— START Data section —
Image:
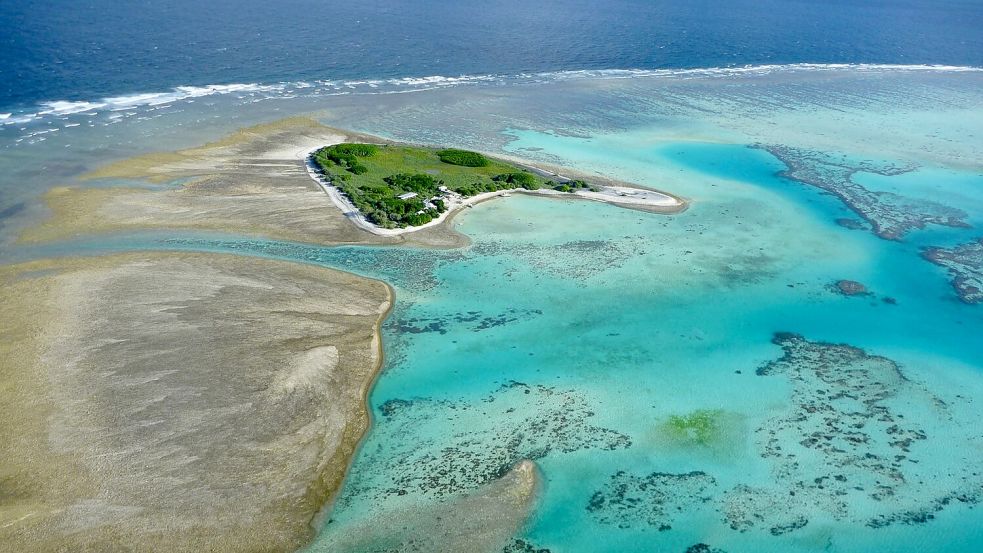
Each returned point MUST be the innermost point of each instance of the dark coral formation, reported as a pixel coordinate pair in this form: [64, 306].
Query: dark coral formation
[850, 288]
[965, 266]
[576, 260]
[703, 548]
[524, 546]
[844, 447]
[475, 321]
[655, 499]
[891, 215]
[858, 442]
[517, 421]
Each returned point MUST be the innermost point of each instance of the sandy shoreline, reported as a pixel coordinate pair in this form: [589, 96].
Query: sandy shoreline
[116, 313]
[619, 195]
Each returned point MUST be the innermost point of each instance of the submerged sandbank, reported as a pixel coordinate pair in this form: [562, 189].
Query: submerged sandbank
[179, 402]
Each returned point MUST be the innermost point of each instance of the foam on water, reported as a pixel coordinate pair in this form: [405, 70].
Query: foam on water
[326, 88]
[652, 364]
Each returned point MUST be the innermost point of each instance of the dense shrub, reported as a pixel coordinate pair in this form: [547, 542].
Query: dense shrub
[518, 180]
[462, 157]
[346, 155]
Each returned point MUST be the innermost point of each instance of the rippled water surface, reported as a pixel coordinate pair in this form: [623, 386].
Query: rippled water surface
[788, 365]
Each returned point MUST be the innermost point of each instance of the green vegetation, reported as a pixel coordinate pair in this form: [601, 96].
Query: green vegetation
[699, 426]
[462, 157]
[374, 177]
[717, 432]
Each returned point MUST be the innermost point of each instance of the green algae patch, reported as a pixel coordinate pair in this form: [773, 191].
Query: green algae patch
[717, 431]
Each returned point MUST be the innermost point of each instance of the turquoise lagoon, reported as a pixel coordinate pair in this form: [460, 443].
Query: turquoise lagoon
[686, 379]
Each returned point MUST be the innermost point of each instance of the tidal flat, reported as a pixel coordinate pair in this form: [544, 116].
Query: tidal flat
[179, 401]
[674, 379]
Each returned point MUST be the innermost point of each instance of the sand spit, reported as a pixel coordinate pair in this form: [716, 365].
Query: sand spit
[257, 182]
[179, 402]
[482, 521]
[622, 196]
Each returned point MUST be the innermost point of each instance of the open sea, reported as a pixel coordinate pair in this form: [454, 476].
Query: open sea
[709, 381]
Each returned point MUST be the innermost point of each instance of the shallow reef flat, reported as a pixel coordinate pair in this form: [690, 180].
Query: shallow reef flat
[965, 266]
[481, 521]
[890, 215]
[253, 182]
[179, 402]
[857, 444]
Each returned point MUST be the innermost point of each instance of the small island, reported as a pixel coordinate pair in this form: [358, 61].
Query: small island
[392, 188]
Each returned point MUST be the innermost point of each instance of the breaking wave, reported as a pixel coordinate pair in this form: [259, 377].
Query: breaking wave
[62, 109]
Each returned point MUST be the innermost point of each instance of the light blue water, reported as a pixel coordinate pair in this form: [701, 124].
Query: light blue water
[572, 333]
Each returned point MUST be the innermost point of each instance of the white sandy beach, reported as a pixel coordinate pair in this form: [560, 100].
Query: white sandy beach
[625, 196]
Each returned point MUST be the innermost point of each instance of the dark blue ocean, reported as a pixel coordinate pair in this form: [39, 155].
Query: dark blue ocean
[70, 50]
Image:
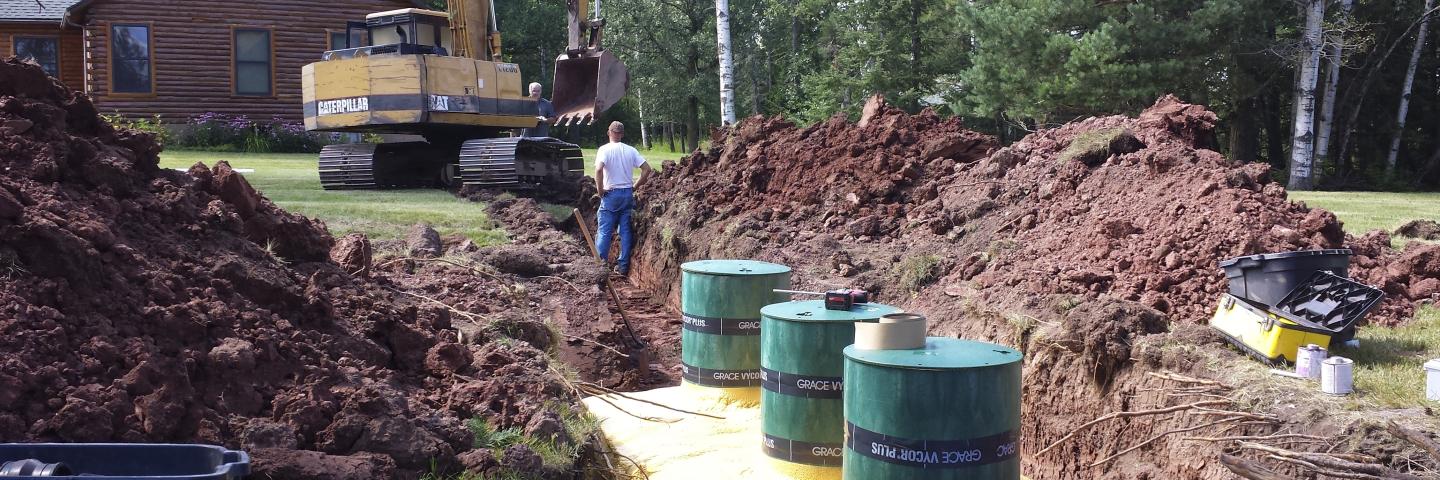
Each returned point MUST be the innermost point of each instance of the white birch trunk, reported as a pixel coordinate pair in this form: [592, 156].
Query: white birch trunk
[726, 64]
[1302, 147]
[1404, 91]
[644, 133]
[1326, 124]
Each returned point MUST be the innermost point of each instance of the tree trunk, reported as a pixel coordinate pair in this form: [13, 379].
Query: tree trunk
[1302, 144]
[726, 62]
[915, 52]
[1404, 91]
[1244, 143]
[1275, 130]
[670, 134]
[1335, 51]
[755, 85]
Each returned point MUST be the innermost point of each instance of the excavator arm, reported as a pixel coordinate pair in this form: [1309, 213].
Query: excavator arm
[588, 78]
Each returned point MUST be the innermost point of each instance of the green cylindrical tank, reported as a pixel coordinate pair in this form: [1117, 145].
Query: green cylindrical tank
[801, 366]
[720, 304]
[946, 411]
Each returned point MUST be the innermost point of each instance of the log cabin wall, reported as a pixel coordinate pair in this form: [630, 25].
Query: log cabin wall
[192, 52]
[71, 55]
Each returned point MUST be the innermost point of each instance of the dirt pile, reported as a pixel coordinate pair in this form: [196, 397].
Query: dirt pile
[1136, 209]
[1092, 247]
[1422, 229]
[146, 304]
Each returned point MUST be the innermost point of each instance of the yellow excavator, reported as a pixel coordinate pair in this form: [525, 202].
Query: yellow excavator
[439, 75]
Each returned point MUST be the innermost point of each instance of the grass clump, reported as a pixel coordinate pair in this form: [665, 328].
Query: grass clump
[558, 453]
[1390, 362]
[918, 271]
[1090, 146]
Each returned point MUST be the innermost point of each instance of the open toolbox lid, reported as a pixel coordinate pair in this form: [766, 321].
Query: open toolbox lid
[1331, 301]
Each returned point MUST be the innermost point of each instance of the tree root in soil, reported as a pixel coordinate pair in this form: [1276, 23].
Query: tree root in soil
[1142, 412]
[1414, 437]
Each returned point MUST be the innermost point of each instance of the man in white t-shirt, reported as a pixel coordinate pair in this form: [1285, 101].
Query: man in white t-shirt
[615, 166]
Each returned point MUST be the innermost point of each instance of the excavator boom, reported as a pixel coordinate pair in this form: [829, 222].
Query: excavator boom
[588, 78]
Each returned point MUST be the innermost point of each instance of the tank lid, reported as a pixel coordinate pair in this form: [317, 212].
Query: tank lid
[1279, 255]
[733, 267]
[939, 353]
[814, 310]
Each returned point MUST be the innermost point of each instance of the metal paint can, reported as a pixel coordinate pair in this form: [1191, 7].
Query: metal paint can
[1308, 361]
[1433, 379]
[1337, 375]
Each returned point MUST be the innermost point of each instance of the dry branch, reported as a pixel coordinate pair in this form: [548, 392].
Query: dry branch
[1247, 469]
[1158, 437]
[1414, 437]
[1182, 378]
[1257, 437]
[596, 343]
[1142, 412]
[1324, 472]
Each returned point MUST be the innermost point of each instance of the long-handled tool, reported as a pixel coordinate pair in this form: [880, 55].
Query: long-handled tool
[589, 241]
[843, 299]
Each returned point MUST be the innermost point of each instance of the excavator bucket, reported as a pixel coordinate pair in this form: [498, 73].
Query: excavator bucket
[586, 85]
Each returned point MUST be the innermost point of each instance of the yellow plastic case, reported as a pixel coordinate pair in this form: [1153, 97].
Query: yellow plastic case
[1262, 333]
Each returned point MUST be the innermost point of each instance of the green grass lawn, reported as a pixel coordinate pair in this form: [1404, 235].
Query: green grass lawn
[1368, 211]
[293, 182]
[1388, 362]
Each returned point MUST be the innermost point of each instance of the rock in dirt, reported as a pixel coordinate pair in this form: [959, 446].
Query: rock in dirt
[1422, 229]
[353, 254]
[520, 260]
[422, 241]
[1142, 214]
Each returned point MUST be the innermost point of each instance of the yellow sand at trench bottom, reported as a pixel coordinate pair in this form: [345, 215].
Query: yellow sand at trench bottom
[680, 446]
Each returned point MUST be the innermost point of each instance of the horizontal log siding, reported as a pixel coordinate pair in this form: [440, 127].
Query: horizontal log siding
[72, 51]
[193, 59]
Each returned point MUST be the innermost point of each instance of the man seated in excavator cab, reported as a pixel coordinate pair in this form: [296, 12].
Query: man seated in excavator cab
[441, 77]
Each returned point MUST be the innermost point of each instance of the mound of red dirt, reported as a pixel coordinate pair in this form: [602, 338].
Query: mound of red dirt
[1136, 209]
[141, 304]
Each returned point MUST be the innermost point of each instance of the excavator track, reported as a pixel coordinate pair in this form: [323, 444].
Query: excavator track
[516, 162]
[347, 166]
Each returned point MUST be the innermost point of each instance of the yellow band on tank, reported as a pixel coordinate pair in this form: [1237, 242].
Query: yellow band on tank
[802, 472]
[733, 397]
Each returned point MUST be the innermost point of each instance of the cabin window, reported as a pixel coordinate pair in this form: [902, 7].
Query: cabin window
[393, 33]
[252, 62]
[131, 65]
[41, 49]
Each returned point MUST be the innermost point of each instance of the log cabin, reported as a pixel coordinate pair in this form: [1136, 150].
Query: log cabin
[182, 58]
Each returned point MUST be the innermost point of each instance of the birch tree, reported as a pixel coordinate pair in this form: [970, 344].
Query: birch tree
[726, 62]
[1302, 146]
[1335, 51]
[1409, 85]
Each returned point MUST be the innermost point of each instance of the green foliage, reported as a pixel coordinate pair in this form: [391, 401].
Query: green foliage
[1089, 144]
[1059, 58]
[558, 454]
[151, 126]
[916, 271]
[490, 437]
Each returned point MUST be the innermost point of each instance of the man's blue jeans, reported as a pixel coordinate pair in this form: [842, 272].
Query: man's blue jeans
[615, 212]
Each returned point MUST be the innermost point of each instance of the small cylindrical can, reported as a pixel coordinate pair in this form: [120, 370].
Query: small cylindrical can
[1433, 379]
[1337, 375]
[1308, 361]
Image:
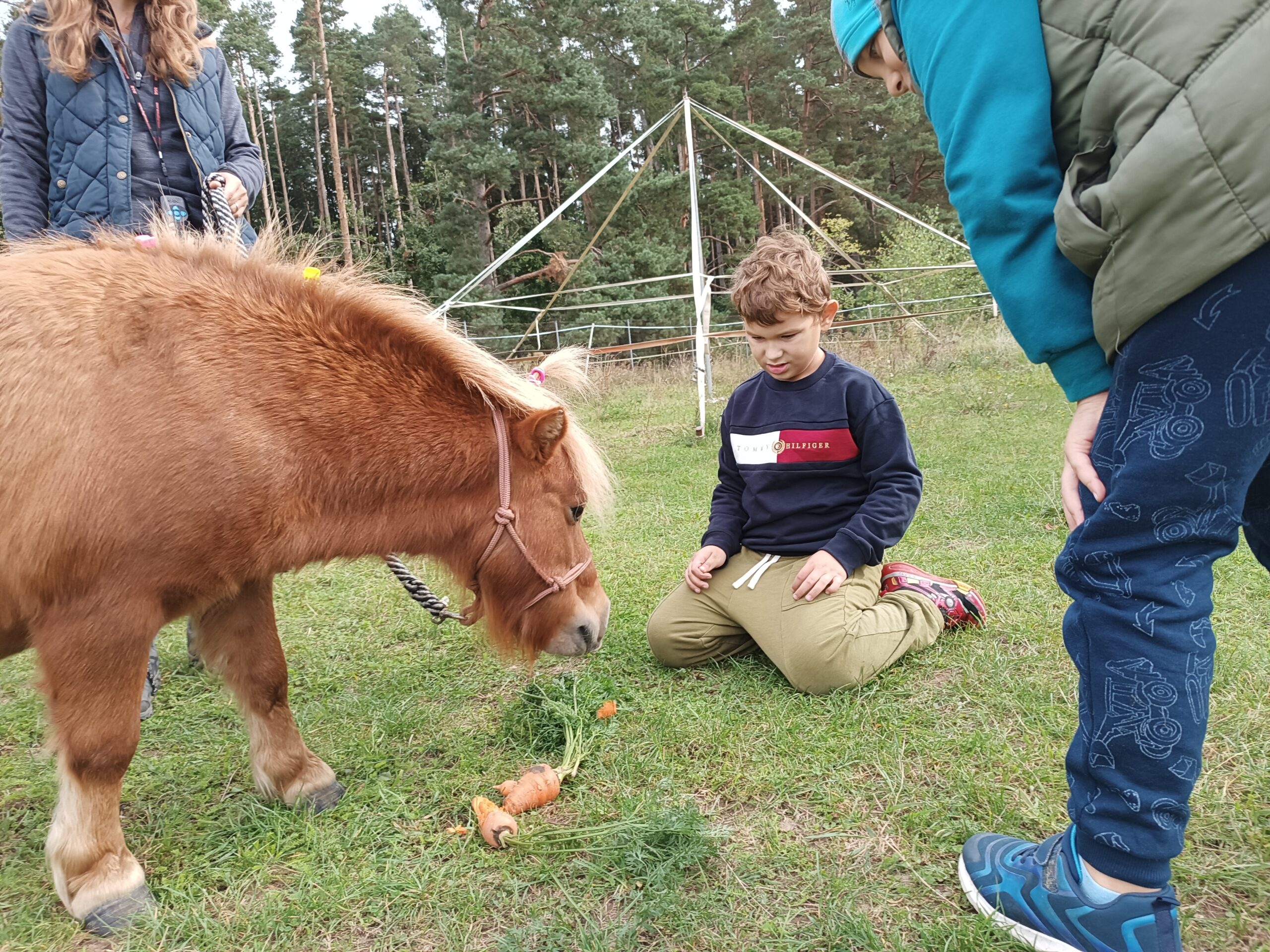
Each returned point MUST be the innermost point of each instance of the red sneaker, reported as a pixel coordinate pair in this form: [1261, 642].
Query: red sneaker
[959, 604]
— END Data section —
■ Direction
Arrange the data between the lines holding "form: [766, 321]." and "[1331, 301]", inclusive, as a Markdown table with the columns Row and Line, leaving out any blank lines.

■ Exercise response
| Row | Line |
|---|---|
| 1 | Each returned point MUST be the innermost point of each instance of the open toolbox lid, reported as a pixel coordinate pair in this form: [766, 321]. |
| 2 | Query: open toolbox lid |
| 3 | [1331, 301] |